WHAT IS BEING ASKED: Print out the material that follows word for word.

--- TASK DATA ---

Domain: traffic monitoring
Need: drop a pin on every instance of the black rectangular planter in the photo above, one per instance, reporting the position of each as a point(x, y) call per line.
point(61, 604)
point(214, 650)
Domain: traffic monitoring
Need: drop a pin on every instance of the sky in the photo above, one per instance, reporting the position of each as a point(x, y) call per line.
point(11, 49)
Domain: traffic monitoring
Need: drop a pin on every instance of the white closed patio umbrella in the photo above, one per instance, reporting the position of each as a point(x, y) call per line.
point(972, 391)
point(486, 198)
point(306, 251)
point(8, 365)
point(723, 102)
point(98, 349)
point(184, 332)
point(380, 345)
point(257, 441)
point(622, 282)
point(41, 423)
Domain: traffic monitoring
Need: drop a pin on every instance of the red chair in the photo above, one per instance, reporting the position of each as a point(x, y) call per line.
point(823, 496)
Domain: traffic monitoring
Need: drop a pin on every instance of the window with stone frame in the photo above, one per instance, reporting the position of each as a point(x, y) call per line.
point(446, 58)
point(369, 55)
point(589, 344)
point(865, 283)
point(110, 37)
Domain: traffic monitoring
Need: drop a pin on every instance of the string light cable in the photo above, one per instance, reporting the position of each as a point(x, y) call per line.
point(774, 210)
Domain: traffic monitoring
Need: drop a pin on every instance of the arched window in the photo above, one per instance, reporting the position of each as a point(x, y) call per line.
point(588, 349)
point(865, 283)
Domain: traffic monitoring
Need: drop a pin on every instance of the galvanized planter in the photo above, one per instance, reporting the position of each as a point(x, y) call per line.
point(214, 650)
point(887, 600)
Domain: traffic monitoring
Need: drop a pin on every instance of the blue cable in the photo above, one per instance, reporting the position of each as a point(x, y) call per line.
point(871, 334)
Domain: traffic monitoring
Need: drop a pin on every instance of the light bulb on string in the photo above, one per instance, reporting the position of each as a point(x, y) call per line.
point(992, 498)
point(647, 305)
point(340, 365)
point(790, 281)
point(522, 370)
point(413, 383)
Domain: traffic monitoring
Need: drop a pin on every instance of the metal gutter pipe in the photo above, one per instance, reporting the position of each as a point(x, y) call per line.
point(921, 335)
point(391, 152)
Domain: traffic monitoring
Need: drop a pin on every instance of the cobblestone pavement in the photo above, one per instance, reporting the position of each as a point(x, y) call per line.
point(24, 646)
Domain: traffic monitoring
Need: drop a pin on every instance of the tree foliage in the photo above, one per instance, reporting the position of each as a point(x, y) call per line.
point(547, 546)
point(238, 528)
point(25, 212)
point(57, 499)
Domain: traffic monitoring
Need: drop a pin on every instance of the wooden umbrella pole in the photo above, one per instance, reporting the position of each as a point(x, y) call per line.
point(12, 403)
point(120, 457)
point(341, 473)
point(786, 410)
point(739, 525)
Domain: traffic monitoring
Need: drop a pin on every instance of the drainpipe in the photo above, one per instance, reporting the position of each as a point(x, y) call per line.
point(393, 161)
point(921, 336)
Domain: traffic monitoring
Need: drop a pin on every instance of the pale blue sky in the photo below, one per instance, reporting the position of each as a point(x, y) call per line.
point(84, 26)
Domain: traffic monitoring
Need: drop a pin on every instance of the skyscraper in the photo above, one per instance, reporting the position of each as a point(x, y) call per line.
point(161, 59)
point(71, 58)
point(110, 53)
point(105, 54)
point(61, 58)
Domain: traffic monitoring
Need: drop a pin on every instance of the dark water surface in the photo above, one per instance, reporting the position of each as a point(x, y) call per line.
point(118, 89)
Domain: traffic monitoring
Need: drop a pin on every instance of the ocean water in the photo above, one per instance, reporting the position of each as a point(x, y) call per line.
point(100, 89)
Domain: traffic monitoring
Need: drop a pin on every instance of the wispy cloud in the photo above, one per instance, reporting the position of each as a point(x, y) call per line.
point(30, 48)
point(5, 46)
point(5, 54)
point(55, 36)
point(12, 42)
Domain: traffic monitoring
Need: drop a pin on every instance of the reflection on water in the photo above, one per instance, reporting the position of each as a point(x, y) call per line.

---

REPLY:
Domain: traffic monitoring
Need: drop a pin on every instance of the black rectangular planter in the photo above, one per instance, reporting the position of each as a point(x, y) call per line.
point(61, 604)
point(214, 650)
Domain: traffic monitoring
Need: drop a pin on every instance of the sky in the photo above, one per instance, reporting the position of each as a point(x, y) call per line.
point(11, 49)
Domain: traffic monitoring
Need: drop a pin on every instance of the white closed patio umbrella in the photo above, one per instance, reporting the position of each as a point(x, y) call per line.
point(972, 391)
point(486, 198)
point(306, 251)
point(8, 365)
point(723, 102)
point(98, 349)
point(184, 332)
point(380, 345)
point(257, 441)
point(622, 282)
point(41, 423)
Domain: traffic monitoring
Need: drop a pin on every instance of the red chair in the photo above, one per instance, reporting the position of each as a point(x, y) call per line.
point(823, 496)
Domain: traffic monitoring
Need: drop a pin on every instance of the window with stone frame in the photo above, one per instance, reporting the position of each as a point(x, y) call per line.
point(446, 58)
point(369, 55)
point(589, 344)
point(865, 283)
point(110, 37)
Domain: traffic monitoring
Need: drop a pin on every instance of the string light cable in the photo above, one per instance, reporting the position of each as a point(x, y) call per line.
point(774, 210)
Domain: traffic monitoring
Need: drop a pin on every instance of the arched window in the photo above, one per instance, reporting the position of each as a point(x, y) call per line.
point(588, 349)
point(865, 283)
Domain: traffic monitoring
Need: drop a pin on every instance of the galvanized planter in the photo above, one per instance, reporting the position of each as a point(x, y) call per line.
point(214, 650)
point(887, 600)
Domain: traffic monitoring
Need: drop a pin on every instance of the blue cable in the photo above, one per instance, reporting the position of each as a point(x, y) call per line.
point(871, 334)
Domain: traffic monitoring
Need: drop a pin on every instance of the light bulb on string in the photo above, one per instance, reporting the position of each as a point(x, y) call per line.
point(992, 498)
point(647, 305)
point(340, 365)
point(790, 281)
point(522, 370)
point(413, 383)
Domain: traffic monitoring
Need: drop a pin on every instance of the metal gutter pipe in the photo above, one per instance, reporting the position of each as a point(x, y) call per line.
point(921, 335)
point(391, 152)
Domain: traffic monitoring
Need: drop a pin on every instance of the cobblestone pavement in the photo above, one per instance, reporting the position of each as a point(x, y) call per line.
point(24, 646)
Domain: traffic monitoring
Need: drop a pin on every instance of the tree foliage in the photo above, one per instance, reporting the position of each as a point(x, y) call per line.
point(547, 546)
point(238, 528)
point(25, 212)
point(57, 499)
Domain: traffic monitoring
Need: drop a pin on every instance of the wooden umbrella pole in the photo above, one per instance, reporting the position of each as a point(x, y) call per line.
point(12, 403)
point(120, 457)
point(341, 473)
point(786, 410)
point(739, 525)
Domain: traffic monitoring
Need: drop a pin on every instance of the drainpipe in the photo above, one per instance, reporting the position of each as a point(x, y) call per line.
point(393, 161)
point(921, 336)
Domain: traffic monitoring
Need: drop a pin on every instance of the pale blue sky in the photo below, one per instance, reporting the position of each as a point(x, y) call per line.
point(84, 26)
Domain: traffic monitoring
Need: drop a pin on every instance of the skyscraper in the photo above, one per instance, reporting the position of each as a point(x, y) call per line.
point(161, 59)
point(71, 58)
point(110, 53)
point(105, 54)
point(61, 58)
Domain: traffic monitoring
Need: drop a pin on every instance of the dark water surface in the photo above, one per instance, reporting the position of each as a point(x, y) call per line.
point(118, 89)
Domain: traffic monitoring
Need: drop a pin on every instance of the ocean water in the photo above, one per instance, reporting the position of each as a point(x, y) call per line.
point(100, 89)
Domain: traffic monitoring
Need: drop a pin on every instance of the wispy cloud in the photo above, one per instance, reporting the position of each as a point(x, y) call per line.
point(30, 48)
point(5, 46)
point(5, 54)
point(55, 36)
point(12, 42)
Domain: traffic monitoring
Need: drop a pin on every instance of the reflection on water in the photo above, one per instance, reporting the position of each as a point(x, y) call per line.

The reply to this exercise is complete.